(Stored data entries)
========================

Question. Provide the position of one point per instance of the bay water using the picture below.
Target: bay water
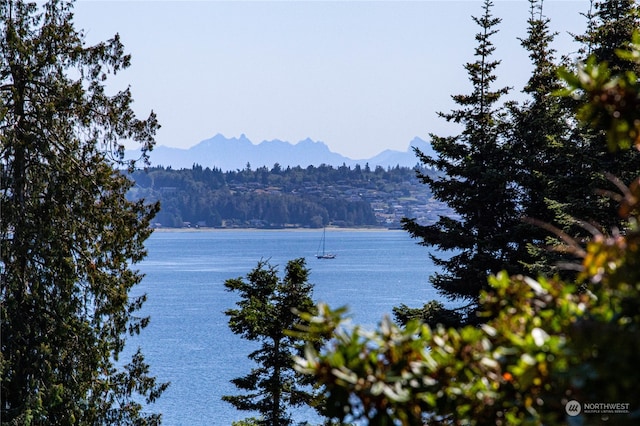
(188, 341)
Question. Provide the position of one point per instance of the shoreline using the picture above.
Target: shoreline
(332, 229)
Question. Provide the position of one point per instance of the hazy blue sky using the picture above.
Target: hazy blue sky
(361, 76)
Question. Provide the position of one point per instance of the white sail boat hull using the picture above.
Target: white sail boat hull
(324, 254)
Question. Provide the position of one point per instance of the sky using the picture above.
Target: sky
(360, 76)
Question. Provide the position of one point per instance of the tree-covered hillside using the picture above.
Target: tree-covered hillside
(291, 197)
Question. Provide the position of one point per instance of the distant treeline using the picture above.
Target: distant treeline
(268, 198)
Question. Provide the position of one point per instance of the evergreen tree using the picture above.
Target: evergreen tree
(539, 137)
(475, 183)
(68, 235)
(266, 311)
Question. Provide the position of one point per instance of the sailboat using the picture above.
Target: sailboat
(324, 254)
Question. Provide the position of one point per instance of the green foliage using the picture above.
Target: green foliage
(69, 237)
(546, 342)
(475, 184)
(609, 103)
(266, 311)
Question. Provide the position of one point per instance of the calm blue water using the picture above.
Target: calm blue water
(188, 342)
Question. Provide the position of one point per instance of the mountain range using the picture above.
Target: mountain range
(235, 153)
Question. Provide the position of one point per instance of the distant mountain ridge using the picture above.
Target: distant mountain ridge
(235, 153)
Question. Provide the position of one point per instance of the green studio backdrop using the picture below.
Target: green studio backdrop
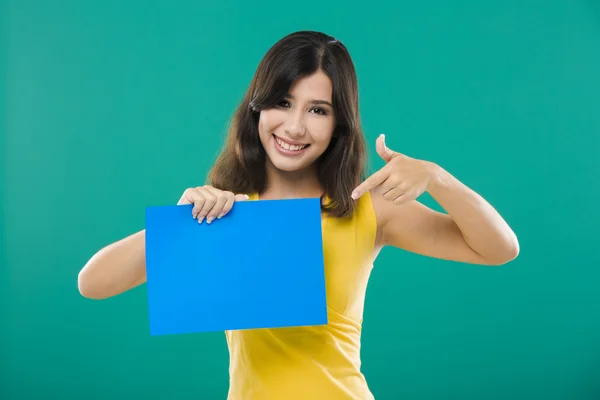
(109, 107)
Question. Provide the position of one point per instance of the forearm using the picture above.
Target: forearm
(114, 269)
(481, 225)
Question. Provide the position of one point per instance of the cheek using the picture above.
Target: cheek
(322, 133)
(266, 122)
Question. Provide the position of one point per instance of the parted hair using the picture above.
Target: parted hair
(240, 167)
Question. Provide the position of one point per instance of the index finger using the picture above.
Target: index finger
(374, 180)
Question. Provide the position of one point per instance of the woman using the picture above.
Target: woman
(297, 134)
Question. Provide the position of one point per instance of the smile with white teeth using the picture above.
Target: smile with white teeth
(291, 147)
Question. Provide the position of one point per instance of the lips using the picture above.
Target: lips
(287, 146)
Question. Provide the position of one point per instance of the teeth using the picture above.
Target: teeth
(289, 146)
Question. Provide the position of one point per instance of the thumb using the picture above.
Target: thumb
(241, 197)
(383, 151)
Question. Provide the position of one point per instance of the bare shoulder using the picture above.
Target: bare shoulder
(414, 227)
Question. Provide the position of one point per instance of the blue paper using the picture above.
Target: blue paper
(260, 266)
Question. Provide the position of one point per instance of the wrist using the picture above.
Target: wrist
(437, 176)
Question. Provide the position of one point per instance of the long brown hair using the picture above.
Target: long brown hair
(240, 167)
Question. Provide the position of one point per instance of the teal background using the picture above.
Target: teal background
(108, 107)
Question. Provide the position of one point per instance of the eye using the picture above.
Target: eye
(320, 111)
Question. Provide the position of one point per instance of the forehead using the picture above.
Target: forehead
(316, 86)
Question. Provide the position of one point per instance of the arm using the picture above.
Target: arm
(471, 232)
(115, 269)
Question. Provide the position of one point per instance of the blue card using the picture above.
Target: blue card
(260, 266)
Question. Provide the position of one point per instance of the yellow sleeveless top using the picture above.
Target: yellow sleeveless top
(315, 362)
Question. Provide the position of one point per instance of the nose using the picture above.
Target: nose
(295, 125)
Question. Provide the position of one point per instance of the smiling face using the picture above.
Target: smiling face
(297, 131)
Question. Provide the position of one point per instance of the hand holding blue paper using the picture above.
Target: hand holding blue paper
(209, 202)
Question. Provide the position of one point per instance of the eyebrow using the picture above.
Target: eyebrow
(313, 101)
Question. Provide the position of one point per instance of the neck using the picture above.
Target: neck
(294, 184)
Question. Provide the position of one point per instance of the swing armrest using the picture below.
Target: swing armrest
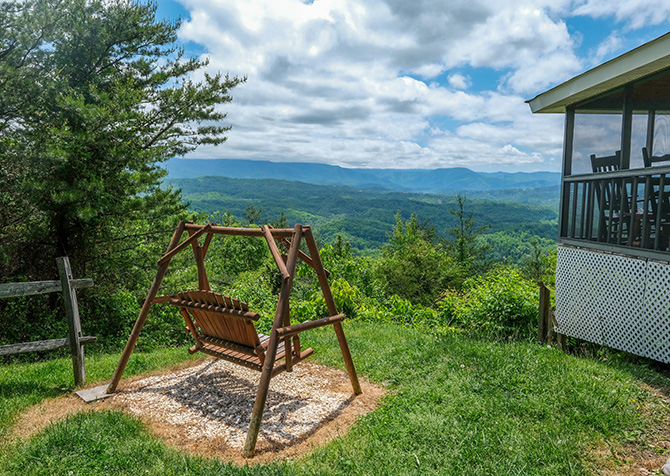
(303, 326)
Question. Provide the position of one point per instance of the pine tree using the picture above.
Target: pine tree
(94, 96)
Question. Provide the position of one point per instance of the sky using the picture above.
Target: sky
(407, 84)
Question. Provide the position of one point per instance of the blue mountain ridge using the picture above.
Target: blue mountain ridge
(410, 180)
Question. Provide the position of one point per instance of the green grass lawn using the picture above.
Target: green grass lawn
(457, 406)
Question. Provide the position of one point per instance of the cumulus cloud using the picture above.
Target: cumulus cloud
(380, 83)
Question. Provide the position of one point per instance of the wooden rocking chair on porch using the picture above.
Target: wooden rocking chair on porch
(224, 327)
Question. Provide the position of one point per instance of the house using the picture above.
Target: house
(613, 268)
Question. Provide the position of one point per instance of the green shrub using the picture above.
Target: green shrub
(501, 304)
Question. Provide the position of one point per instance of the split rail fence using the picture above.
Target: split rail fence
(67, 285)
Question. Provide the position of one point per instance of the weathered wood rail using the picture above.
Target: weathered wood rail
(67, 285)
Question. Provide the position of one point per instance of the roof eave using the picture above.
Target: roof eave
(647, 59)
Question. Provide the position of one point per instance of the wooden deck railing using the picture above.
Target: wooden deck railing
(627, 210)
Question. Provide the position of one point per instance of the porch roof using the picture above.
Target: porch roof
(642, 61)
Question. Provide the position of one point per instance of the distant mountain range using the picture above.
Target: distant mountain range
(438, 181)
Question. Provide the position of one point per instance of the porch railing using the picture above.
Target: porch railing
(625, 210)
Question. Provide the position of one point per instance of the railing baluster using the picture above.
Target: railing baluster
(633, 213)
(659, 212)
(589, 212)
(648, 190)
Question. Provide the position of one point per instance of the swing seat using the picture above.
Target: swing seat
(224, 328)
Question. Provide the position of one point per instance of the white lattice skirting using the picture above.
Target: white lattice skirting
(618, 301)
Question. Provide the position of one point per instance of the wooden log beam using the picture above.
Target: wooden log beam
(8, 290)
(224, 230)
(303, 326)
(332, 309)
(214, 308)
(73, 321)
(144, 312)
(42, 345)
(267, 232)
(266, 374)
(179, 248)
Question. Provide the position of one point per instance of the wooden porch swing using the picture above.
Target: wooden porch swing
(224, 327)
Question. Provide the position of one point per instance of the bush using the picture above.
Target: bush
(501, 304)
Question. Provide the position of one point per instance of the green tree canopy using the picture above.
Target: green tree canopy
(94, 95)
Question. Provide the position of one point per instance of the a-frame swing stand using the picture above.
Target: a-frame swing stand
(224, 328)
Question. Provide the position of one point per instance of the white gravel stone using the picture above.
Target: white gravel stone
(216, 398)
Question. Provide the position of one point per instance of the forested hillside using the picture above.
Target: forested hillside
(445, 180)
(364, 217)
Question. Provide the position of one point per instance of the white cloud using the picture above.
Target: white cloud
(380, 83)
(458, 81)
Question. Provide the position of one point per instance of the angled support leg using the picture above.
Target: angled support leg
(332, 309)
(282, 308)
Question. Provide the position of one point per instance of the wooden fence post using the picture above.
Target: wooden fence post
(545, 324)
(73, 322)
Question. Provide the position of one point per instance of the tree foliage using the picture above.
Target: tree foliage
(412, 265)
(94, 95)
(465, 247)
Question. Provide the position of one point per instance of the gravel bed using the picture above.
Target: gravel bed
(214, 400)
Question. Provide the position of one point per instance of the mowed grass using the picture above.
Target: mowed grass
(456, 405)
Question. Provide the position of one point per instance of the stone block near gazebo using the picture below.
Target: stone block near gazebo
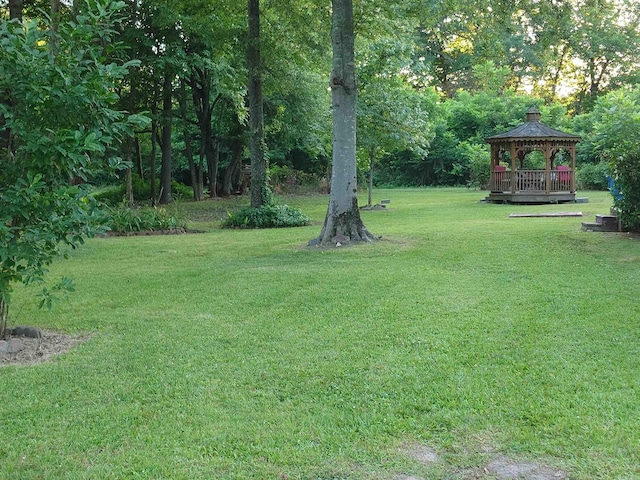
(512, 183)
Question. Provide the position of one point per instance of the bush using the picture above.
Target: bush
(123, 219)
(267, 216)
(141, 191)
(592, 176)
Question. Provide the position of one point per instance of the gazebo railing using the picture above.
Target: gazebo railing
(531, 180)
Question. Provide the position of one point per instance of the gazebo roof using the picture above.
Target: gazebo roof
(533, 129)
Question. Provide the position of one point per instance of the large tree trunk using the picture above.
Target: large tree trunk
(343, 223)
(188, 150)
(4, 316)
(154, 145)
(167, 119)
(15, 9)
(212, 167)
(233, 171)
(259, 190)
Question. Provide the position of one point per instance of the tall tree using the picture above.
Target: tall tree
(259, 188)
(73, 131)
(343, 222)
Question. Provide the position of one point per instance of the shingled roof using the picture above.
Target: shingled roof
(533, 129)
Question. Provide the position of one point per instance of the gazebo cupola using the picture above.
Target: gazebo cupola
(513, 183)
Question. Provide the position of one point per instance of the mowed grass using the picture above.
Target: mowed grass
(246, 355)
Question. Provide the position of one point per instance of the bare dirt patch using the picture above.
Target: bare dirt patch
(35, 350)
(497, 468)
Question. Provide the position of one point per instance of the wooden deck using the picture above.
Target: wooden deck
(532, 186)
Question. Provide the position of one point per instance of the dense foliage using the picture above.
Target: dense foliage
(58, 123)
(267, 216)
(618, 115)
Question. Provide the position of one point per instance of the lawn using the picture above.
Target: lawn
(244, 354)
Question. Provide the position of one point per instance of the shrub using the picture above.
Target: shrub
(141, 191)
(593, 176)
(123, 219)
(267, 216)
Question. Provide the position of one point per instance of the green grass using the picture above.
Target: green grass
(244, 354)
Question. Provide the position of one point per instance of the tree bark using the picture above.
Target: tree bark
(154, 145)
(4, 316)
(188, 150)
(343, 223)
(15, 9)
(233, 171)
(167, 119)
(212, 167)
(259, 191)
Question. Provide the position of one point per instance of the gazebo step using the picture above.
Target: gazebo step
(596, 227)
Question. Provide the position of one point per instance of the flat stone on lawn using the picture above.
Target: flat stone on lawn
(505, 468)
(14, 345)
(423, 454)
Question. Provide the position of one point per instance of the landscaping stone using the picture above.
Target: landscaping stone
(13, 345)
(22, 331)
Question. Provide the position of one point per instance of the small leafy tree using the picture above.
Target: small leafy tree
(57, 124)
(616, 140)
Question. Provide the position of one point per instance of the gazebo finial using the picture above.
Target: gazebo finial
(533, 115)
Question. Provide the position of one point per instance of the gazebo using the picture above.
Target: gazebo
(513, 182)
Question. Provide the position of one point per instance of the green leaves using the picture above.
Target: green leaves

========================

WHAT IS NEEDED: Go through the entries and report every line with the string "leaves".

REPLY TO THE TASK:
Question. Provide the position of one point per instance of the green leaves using the picture above.
Target: green leaves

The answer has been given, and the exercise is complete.